> Consigne a: Repérez dans la liste chaque ligne qui contient la chaîne « rocky » et recopiez-la.

> Texte source:
★ ★ ★ ★ ★

5. Les dispositions citées au point 4 des articles R. 281-3-1 et R. 281-5 du livre des procédures fiscales ne font pas obstacle à ce que le contribuable soulève devant le tribunal administratif ou devant la cour administrative d'appel, jusqu'à la clôture de l'instruction, des moyens de droit nouveaux, n'impliquant pas l'appréciation de pièces justificatives ou de circonstances de fait qu'il lui eût appartenu de produire ou d'exposer dans sa demande au trésorier-payeur général. Si le contribuable ne peut pas, en principe se prévaloir devant le juge d'éléments de fait qui ne figuraient pas dans sa réclamation, il demeure toutefois recevable à invoquer devant lui des éléments de fait nouveaux postérieurs à la décision de l'administration statuant sur sa réclamation et dont il ne pouvait, dès lors, faire état dans cette dernière.

★ ★ ★ ★ ★

> Liste:
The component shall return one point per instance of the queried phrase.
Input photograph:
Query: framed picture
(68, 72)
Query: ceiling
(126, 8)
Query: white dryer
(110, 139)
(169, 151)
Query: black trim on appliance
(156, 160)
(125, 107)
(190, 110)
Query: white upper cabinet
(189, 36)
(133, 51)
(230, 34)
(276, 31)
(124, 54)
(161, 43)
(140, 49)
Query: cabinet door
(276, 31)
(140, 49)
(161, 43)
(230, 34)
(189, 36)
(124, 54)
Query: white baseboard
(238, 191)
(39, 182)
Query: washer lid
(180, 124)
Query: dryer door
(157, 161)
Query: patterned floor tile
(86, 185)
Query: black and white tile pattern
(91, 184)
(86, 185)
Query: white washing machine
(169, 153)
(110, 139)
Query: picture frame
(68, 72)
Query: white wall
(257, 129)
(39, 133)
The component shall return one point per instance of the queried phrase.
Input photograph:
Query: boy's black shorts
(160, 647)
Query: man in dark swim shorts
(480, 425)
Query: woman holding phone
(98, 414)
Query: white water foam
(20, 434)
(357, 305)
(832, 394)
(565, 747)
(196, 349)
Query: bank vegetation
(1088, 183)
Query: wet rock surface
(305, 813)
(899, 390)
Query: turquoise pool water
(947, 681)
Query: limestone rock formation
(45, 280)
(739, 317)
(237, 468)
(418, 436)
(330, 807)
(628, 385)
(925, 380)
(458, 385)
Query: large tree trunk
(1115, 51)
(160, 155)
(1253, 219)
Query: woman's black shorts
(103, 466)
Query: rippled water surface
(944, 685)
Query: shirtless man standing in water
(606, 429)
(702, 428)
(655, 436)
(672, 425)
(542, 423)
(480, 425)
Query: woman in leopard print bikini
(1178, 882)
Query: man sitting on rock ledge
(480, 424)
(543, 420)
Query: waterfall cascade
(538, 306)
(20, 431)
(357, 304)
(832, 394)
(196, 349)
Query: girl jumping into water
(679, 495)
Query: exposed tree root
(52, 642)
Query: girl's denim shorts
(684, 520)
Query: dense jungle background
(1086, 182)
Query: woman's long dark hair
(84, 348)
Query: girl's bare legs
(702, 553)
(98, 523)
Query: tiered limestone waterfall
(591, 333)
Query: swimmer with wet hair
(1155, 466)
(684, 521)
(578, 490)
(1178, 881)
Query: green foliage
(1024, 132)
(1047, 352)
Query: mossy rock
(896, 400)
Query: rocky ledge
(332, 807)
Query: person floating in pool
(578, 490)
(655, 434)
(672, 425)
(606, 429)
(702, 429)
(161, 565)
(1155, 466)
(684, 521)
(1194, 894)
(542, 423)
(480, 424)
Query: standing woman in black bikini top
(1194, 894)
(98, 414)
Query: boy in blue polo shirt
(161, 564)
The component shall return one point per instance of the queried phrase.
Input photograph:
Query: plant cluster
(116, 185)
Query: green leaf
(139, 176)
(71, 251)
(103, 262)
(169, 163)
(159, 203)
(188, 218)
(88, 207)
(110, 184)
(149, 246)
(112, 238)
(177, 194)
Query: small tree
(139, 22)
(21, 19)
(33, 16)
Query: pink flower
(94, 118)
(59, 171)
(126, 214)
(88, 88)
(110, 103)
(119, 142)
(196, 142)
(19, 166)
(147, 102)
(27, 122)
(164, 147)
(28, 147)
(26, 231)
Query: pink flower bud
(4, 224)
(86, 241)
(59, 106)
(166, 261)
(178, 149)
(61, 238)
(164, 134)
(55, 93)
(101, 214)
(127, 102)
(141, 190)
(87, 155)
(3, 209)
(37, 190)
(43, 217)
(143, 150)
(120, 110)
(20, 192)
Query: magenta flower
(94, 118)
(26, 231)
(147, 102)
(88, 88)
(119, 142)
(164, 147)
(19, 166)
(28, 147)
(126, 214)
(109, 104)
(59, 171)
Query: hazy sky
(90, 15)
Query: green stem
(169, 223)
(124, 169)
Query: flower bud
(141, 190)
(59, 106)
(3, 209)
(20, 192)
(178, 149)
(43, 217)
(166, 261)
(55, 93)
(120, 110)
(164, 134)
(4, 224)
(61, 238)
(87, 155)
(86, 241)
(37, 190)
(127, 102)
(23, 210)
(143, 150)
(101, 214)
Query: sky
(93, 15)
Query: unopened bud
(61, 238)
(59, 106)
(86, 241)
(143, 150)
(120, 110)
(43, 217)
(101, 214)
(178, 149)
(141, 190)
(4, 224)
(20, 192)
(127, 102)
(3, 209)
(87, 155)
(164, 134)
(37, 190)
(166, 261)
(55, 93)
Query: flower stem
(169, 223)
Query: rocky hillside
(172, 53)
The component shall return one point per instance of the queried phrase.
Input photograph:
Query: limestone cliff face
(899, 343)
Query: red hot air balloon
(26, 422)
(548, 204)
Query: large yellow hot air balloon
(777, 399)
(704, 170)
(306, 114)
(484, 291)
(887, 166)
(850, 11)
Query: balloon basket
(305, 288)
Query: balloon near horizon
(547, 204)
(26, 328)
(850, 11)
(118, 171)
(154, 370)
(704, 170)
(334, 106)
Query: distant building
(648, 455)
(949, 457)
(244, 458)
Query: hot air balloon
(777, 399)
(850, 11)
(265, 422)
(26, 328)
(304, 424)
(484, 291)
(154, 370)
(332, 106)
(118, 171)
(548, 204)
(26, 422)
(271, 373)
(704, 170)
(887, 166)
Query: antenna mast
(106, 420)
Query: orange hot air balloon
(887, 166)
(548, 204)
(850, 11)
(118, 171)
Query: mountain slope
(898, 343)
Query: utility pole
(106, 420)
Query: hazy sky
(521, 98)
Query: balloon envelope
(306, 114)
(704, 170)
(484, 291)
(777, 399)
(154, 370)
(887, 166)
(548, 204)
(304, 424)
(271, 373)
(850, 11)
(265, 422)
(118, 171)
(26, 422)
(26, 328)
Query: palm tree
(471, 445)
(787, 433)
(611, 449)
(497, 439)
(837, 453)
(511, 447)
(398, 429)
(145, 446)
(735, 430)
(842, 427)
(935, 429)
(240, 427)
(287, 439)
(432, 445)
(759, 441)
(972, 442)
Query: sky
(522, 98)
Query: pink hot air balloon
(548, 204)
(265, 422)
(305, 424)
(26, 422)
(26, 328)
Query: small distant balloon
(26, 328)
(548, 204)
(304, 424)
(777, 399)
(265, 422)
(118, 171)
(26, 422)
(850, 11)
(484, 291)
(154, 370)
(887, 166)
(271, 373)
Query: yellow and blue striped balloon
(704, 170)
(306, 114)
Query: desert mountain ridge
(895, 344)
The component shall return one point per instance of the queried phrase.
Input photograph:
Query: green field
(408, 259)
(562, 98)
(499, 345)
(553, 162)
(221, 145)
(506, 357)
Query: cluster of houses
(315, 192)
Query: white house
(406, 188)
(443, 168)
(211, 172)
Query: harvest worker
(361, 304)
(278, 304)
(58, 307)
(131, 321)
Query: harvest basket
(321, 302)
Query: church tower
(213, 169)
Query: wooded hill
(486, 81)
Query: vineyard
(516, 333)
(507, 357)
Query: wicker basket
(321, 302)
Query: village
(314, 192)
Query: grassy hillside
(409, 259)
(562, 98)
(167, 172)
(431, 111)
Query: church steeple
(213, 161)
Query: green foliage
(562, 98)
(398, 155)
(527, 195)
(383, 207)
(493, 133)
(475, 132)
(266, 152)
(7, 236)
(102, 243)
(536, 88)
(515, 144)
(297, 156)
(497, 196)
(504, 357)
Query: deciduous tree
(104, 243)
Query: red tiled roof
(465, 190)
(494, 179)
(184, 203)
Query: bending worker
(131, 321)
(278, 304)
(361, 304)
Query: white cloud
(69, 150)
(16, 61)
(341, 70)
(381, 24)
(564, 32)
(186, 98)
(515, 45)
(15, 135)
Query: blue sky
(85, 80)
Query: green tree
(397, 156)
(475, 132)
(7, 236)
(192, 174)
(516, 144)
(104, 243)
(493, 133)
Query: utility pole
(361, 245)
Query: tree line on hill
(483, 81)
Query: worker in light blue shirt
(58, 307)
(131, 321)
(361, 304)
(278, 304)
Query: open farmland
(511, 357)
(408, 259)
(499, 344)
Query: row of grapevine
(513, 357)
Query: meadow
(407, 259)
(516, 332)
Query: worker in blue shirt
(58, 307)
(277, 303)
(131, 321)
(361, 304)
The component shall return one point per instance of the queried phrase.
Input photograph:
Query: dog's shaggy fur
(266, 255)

★ ★ ★ ★ ★

> Consigne b:
Répondez brièvement aux questions suivantes à partir du texte sur la procédure fiscale.
(i) Jusqu'à quel moment le contribuable peut-il soulever des moyens de droit nouveaux ?
(ii) Devant quelles juridictions peut-il les soulever ?
(iii) Quels éléments de fait nouveaux reste-t-il recevable à invoquer devant le juge ?

> Réponse attendue a:
Query: rocky ledge
Query: rocky hillside

> Réponse attendue b:
(i) Jusqu'à la clôture de l'instruction.
(ii) Devant le tribunal administratif ou devant la cour administrative d'appel.
(iii) Des éléments postérieurs à la décision de l'administration statuant sur sa réclamation, dont il ne pouvait donc pas faire état dans cette réclamation.